§ Task directions
Copy out each line exactly; pictures stay out of the copy.

§ Records for the task
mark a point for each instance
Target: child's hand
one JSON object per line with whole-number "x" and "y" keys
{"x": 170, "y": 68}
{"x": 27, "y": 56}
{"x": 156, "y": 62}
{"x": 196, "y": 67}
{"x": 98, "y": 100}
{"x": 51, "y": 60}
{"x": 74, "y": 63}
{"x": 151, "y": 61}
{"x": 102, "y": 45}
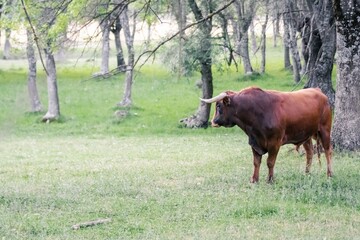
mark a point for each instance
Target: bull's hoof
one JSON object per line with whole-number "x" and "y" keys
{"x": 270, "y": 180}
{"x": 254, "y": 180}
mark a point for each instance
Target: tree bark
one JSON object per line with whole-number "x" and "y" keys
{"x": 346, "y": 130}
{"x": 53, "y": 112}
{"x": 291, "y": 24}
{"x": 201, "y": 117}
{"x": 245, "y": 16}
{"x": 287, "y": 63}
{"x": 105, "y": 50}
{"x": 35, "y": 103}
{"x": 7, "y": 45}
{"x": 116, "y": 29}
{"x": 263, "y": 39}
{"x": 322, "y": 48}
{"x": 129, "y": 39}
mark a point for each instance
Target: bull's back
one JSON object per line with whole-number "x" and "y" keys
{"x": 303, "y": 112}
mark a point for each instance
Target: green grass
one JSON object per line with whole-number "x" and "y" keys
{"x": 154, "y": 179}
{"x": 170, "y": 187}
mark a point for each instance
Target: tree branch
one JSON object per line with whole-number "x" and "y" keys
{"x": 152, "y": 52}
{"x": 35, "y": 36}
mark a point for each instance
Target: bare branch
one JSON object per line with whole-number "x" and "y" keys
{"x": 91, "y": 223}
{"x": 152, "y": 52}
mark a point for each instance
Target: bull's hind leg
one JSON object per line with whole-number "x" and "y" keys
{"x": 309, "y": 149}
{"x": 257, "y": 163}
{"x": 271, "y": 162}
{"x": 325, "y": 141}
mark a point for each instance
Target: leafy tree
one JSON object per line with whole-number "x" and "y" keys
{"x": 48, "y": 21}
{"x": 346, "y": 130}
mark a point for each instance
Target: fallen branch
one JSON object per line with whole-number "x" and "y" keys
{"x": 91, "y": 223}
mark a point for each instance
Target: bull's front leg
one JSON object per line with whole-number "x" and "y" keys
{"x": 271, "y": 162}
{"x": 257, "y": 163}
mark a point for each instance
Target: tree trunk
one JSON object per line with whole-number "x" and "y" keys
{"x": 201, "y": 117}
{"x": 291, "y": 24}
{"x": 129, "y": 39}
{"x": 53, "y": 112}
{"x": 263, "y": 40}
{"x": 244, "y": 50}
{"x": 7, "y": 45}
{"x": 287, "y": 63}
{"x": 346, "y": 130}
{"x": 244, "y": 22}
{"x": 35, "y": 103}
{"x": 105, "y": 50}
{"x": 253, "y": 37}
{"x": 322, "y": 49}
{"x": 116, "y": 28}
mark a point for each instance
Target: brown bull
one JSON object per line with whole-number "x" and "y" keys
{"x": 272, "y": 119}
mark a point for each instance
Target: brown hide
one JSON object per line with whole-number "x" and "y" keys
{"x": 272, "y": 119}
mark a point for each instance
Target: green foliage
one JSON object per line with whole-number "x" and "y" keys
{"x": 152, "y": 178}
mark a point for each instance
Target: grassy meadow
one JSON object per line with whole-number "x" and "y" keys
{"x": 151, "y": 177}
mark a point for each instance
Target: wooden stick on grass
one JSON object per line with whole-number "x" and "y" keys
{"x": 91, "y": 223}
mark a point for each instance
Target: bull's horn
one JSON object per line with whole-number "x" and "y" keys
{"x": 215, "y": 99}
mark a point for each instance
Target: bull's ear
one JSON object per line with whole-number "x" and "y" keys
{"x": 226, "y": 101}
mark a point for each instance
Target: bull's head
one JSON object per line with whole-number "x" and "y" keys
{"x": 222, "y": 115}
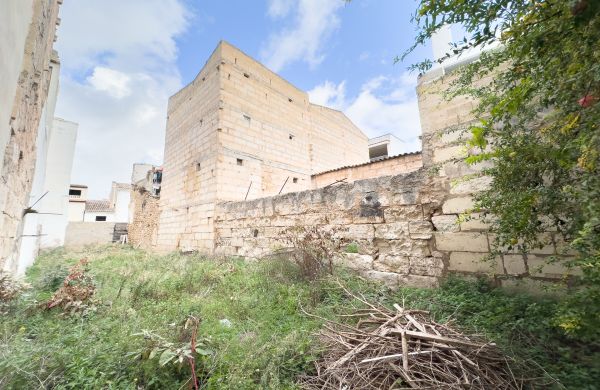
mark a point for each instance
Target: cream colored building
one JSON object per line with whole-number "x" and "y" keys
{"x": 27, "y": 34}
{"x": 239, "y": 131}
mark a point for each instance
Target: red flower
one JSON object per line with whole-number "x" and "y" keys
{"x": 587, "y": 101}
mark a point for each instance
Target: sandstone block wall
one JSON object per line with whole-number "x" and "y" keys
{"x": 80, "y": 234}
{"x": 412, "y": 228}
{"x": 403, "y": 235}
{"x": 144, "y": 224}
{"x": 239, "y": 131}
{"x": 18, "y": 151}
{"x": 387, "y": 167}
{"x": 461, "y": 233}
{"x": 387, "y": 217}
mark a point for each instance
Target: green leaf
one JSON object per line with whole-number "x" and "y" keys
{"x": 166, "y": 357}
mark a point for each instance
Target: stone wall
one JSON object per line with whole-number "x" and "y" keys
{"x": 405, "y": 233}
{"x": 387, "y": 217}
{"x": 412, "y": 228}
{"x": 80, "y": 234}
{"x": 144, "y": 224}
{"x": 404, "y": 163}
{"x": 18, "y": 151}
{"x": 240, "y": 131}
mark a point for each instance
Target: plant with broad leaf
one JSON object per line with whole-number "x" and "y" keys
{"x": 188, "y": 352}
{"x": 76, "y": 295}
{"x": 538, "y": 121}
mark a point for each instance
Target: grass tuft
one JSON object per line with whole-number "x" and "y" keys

§ Answer to the exercise
mark a point for each instance
Target: child's hand
one JSON object per line with whole-number "x" and "y" keys
{"x": 170, "y": 68}
{"x": 27, "y": 56}
{"x": 156, "y": 62}
{"x": 196, "y": 67}
{"x": 98, "y": 100}
{"x": 51, "y": 60}
{"x": 74, "y": 63}
{"x": 151, "y": 61}
{"x": 102, "y": 45}
mark a point for each instance
Target: bull's hoof
one JSON object per line with whole-number "x" and "y" keys
{"x": 270, "y": 180}
{"x": 254, "y": 180}
mark a point for each instance
Target: tree bark
one JSON object per line with whole-number "x" and "y" keys
{"x": 346, "y": 130}
{"x": 53, "y": 112}
{"x": 291, "y": 24}
{"x": 201, "y": 117}
{"x": 245, "y": 16}
{"x": 287, "y": 63}
{"x": 105, "y": 50}
{"x": 35, "y": 103}
{"x": 7, "y": 45}
{"x": 116, "y": 29}
{"x": 263, "y": 39}
{"x": 322, "y": 48}
{"x": 129, "y": 39}
mark a point for each instance
Target: bull's back
one JSON object per line with whole-number "x" and "y" keys
{"x": 303, "y": 112}
mark a point for each instance
Target: green grass
one JSON object per line with whole-number "x" and "y" keys
{"x": 154, "y": 179}
{"x": 170, "y": 187}
mark a point for each instance
Target: tree branch
one JSON object per line with whole-number "x" and "y" keys
{"x": 152, "y": 52}
{"x": 35, "y": 36}
mark a point for each instance
Target: bare branch
one JSON object per line with whole-number "x" and "y" keys
{"x": 91, "y": 223}
{"x": 152, "y": 52}
mark a point for each instance
Target: bull's hind leg
one JSON object per line with whole-number "x" and "y" keys
{"x": 309, "y": 149}
{"x": 257, "y": 163}
{"x": 271, "y": 162}
{"x": 325, "y": 141}
mark a point for each instance
Target: leafy tree
one JSON object per line with whole-number "x" and "y" keys
{"x": 48, "y": 21}
{"x": 346, "y": 130}
mark a point for each instance
Target: fallen branch
one JSON object per line with whole-number "x" and "y" keys
{"x": 91, "y": 223}
mark a point for each instance
Target: bull's front leg
one JSON object per line with whole-number "x" and "y" keys
{"x": 271, "y": 162}
{"x": 257, "y": 163}
mark a point for each instance
Target: tree trunk
one JSON object per line with whole-number "x" and "y" keys
{"x": 201, "y": 117}
{"x": 291, "y": 24}
{"x": 129, "y": 39}
{"x": 53, "y": 112}
{"x": 263, "y": 40}
{"x": 244, "y": 50}
{"x": 7, "y": 45}
{"x": 287, "y": 63}
{"x": 346, "y": 130}
{"x": 244, "y": 22}
{"x": 35, "y": 103}
{"x": 105, "y": 50}
{"x": 253, "y": 37}
{"x": 322, "y": 49}
{"x": 116, "y": 28}
mark a point for each instance
Target: brown bull
one JSON object per line with whole-number "x" and "y" keys
{"x": 272, "y": 119}
mark a point for each instance
Target: brown hide
one JSON object per line with whole-number "x" and "y" keys
{"x": 272, "y": 119}
mark a point for each instance
Target: green foliage
one JSON object per line with whole-number "x" and "y" keys
{"x": 152, "y": 178}
mark a point for each instance
Target: grassy meadow
one JSON object per line with whole-number "x" and "y" keys
{"x": 151, "y": 177}
mark a point for each instance
Target: wooden stick on grass
one JSON object per line with whole-number "x" and "y" keys
{"x": 91, "y": 223}
mark a point for each instance
Target: bull's horn
one JSON object per line with whole-number "x" and "y" keys
{"x": 215, "y": 99}
mark a point for each instance
Target: bull's ear
one JSON object per line with whole-number "x" and "y" keys
{"x": 226, "y": 101}
mark a point for each instance
Target: bull's head
one JSON object per line with whole-number "x" and "y" keys
{"x": 222, "y": 115}
mark a point for each instance
Target: cream colored building
one JSON object per line with whole-number "x" and "y" keys
{"x": 27, "y": 34}
{"x": 239, "y": 131}
mark a point for each instance
Target: red flower
one JSON object per line with whole-number "x" and "y" keys
{"x": 587, "y": 101}
mark a point for each instance
Target: sandstone block wall
one JSON object per line with whole-number "x" and "y" keys
{"x": 80, "y": 234}
{"x": 412, "y": 228}
{"x": 403, "y": 235}
{"x": 144, "y": 224}
{"x": 239, "y": 131}
{"x": 18, "y": 151}
{"x": 387, "y": 167}
{"x": 461, "y": 233}
{"x": 387, "y": 217}
mark a point for each instance
Target: green leaf
one JSON object per line with whole-number "x" and "y" keys
{"x": 166, "y": 357}
mark a point for each instance
Target: stone wall
one JSON object per line with whole-number "x" and "y" keys
{"x": 405, "y": 233}
{"x": 387, "y": 217}
{"x": 412, "y": 228}
{"x": 80, "y": 234}
{"x": 144, "y": 224}
{"x": 404, "y": 163}
{"x": 18, "y": 151}
{"x": 240, "y": 131}
mark a point for each instance
Target: plant with broad leaf
one JSON object per line with whole-number "x" and "y" keys
{"x": 188, "y": 352}
{"x": 76, "y": 295}
{"x": 538, "y": 121}
mark a point for each instance
Target: grass tuft
one JSON object per line with whole-number "x" and "y" keys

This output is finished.